EXERCISE INSTRUCTIONS
Which lines in the items below contain the string "prompts"? Extract each one in full, and treat case as significant.

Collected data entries
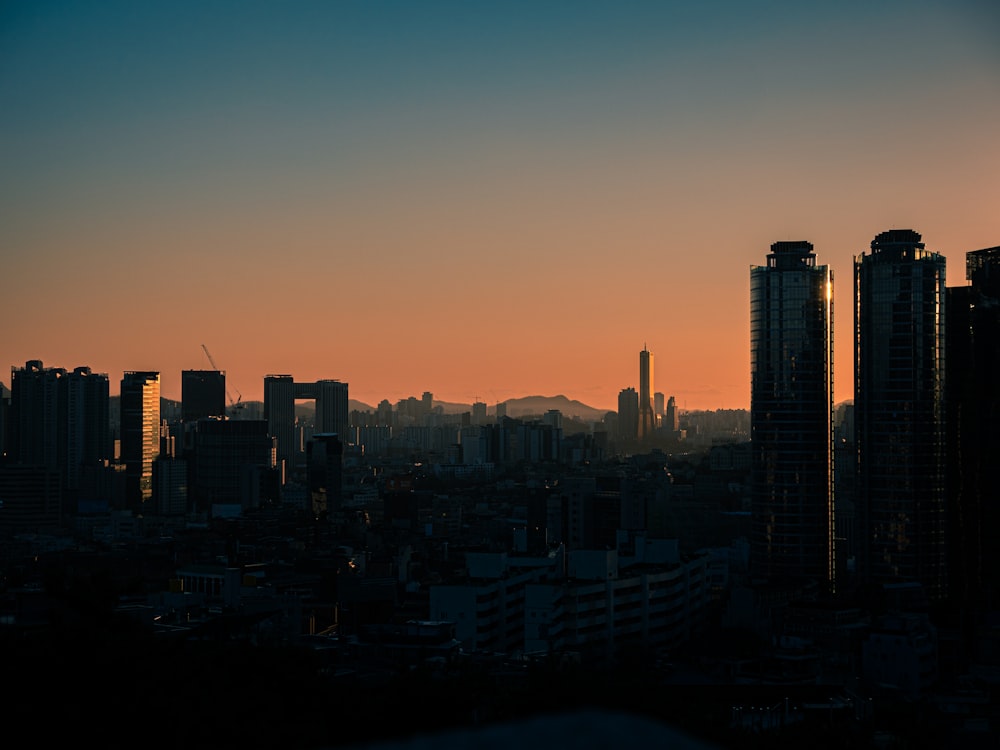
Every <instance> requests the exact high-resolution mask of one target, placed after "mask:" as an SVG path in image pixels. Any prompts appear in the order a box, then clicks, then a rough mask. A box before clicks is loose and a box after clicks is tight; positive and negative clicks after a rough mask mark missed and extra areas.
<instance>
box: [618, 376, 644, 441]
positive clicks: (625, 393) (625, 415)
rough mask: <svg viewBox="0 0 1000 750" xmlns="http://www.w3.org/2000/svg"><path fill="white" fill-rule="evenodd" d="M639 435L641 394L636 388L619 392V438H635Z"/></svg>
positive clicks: (618, 434) (618, 400) (625, 388)
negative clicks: (640, 402) (639, 406)
mask: <svg viewBox="0 0 1000 750" xmlns="http://www.w3.org/2000/svg"><path fill="white" fill-rule="evenodd" d="M638 436H639V394H638V392H637V391H636V390H635V388H622V389H621V390H620V391H619V392H618V438H619V439H620V440H635V439H636V438H637V437H638Z"/></svg>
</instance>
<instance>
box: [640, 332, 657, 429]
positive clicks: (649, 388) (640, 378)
mask: <svg viewBox="0 0 1000 750" xmlns="http://www.w3.org/2000/svg"><path fill="white" fill-rule="evenodd" d="M655 429H656V412H655V411H654V409H653V353H652V352H650V351H649V350H648V349H647V348H646V345H645V344H643V347H642V351H641V352H639V439H640V440H641V439H642V438H646V437H649V436H650V435H652V434H653V430H655Z"/></svg>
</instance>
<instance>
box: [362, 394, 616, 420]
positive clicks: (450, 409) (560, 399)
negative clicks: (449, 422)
mask: <svg viewBox="0 0 1000 750" xmlns="http://www.w3.org/2000/svg"><path fill="white" fill-rule="evenodd" d="M433 403H434V407H435V408H437V407H441V409H442V410H443V411H444V413H445V414H462V413H463V412H471V411H472V404H463V403H456V402H451V401H434V402H433ZM500 403H501V404H506V406H507V416H508V417H530V416H541V415H542V414H544V413H545V412H547V411H550V410H552V409H557V410H558V411H559V412H561V413H562V414H563V416H566V417H572V418H574V419H580V420H582V421H585V422H590V421H600V420H601V419H604V415H605V414H607V412H606V411H603V410H601V409H595V408H594V407H592V406H587V404H584V403H583V402H581V401H575V400H572V399H569V398H566V396H524V397H523V398H509V399H507V400H506V401H502V402H500ZM348 404H349V406H350V408H351V409H352V410H354V409H357V410H358V411H375V407H374V406H370V405H369V404H366V403H363V402H361V401H355V400H354V399H349V400H348ZM393 406H395V404H393ZM496 412H497V405H496V404H487V406H486V413H487V414H496Z"/></svg>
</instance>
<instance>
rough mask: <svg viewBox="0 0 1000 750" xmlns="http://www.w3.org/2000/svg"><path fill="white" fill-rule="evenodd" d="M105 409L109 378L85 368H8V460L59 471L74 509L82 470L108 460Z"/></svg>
mask: <svg viewBox="0 0 1000 750" xmlns="http://www.w3.org/2000/svg"><path fill="white" fill-rule="evenodd" d="M108 408H109V383H108V376H107V375H105V374H103V373H94V372H91V370H90V368H89V367H77V368H75V369H73V370H72V371H67V370H65V369H63V368H61V367H44V366H43V364H42V362H41V360H31V361H29V362H27V363H25V366H24V367H23V368H11V415H10V416H11V434H10V439H11V445H10V448H9V454H10V459H11V461H12V462H13V463H17V464H21V465H30V466H37V467H45V468H46V469H48V470H49V471H57V472H59V475H60V486H61V492H62V495H63V496H64V499H66V500H68V501H70V502H71V504H72V500H73V499H74V498H75V495H76V493H77V491H78V490H79V488H80V477H81V473H82V471H83V470H84V467H88V466H89V467H94V466H98V465H100V464H102V463H103V462H105V461H108V460H110V459H111V457H112V447H111V431H110V427H109V424H108Z"/></svg>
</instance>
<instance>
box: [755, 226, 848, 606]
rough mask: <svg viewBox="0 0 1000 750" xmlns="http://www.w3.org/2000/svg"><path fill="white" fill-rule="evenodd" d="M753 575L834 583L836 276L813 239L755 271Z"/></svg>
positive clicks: (771, 251)
mask: <svg viewBox="0 0 1000 750" xmlns="http://www.w3.org/2000/svg"><path fill="white" fill-rule="evenodd" d="M750 367H751V372H750V430H751V433H750V434H751V443H752V453H753V458H752V506H751V539H750V572H751V575H752V576H753V577H754V578H755V579H758V580H762V579H763V580H767V581H770V582H787V581H816V582H818V583H819V584H820V585H821V586H822V587H824V588H825V589H830V588H832V586H833V583H834V522H833V519H834V508H833V490H832V486H833V437H832V434H833V433H832V428H833V274H832V272H831V271H830V269H829V268H828V267H827V266H818V265H816V254H815V253H814V252H813V246H812V244H811V243H809V242H804V241H798V242H776V243H774V244H773V245H771V253H770V254H769V255H768V256H767V264H766V265H763V266H753V267H751V269H750Z"/></svg>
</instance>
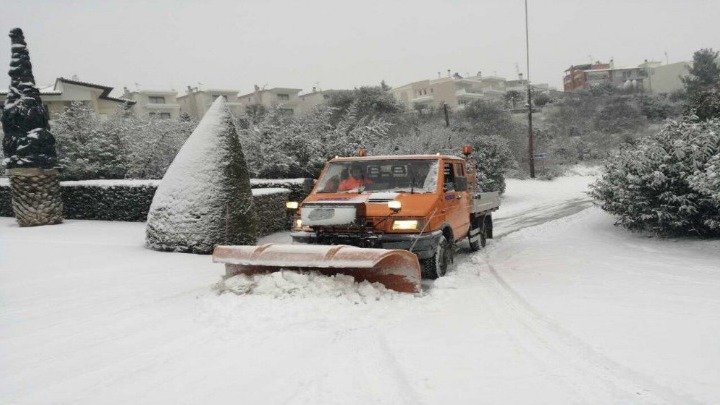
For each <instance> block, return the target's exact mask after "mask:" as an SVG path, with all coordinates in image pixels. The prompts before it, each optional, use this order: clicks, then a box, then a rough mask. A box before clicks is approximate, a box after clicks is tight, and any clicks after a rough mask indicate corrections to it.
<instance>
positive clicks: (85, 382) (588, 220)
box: [0, 176, 720, 404]
mask: <svg viewBox="0 0 720 405" xmlns="http://www.w3.org/2000/svg"><path fill="white" fill-rule="evenodd" d="M590 179H591V178H590V177H588V176H571V177H565V178H560V179H556V180H555V181H552V182H539V181H538V182H530V181H518V180H510V181H509V182H508V191H507V196H506V197H505V198H504V200H503V207H502V208H501V210H500V211H499V212H498V213H497V216H496V225H495V234H496V238H495V239H493V240H490V241H489V242H488V247H487V248H486V249H485V250H482V251H481V252H478V253H476V254H468V253H465V254H462V255H460V256H459V260H458V266H457V269H456V270H455V271H454V272H452V273H451V274H449V275H448V276H447V277H444V278H442V279H440V280H438V281H436V282H428V283H426V284H425V287H426V288H425V291H424V292H423V294H421V295H419V296H412V295H407V294H405V295H403V294H398V293H394V292H389V291H384V289H382V288H378V287H374V286H371V285H367V284H364V285H358V284H355V283H353V282H351V281H350V280H348V279H346V278H342V277H340V278H336V279H331V278H327V277H317V276H314V275H299V274H295V273H289V272H284V273H276V274H274V275H271V276H260V277H257V278H256V279H255V280H254V282H255V283H254V284H253V285H252V288H251V290H252V293H249V294H244V295H234V294H223V295H216V294H215V293H214V292H213V291H212V289H211V285H212V284H213V283H214V282H215V281H217V280H218V279H219V277H220V275H221V274H222V273H223V269H222V266H221V265H217V264H212V263H210V259H209V257H207V256H195V255H187V254H172V253H160V252H154V251H149V250H146V249H144V248H143V247H142V244H143V225H142V224H133V223H108V222H91V221H68V222H67V223H65V224H63V225H60V226H52V227H42V228H30V229H27V228H26V229H20V228H18V227H17V226H15V225H14V221H13V220H12V219H10V218H0V365H1V366H2V373H0V403H18V404H46V403H47V404H50V403H72V404H97V403H102V404H105V403H110V404H116V403H117V404H120V403H122V404H126V403H147V404H158V403H188V404H198V403H218V404H224V403H258V404H259V403H262V404H265V403H267V404H279V403H291V404H299V403H307V404H337V403H343V404H367V403H373V404H440V403H442V404H447V403H452V404H479V403H493V404H495V403H528V404H529V403H532V404H536V403H578V404H586V403H598V404H608V403H653V404H654V403H668V404H677V403H683V404H684V403H720V400H719V399H718V398H720V385H719V384H717V381H720V345H718V344H717V342H716V341H717V336H718V335H720V315H718V314H720V242H718V241H690V240H661V239H655V238H647V237H644V236H642V235H636V234H630V233H627V232H626V231H623V230H622V229H618V228H615V227H613V226H612V218H610V217H609V216H607V215H606V214H604V213H603V212H601V211H600V210H599V209H597V208H594V207H591V204H590V203H589V201H588V200H587V198H586V196H585V195H584V194H583V191H584V189H585V186H586V185H587V183H588V182H589V181H590ZM282 237H283V235H275V237H274V238H276V239H282Z"/></svg>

YOUR RESPONSE
Every <instance> requests the exact high-resolution mask of one target, placed after "mask:" as an SVG path in image pixels. Any prompts appear in the order a box, then clicks, then a rough mask. A box before clicks is loose and a box after clicks is tight; positive and negative clicks after a rough mask mark missed and extra areas.
For each <instance> block, return the target's exact mask after "mask:" as an SVG path, with all coordinates in image pixels. The prompts before it, each optional, use this order: clicks, then a box, then a rough mask. A box before clicks is approximate, a box after clicks is tight, and any clicks after a rough mask indicate corrections to it.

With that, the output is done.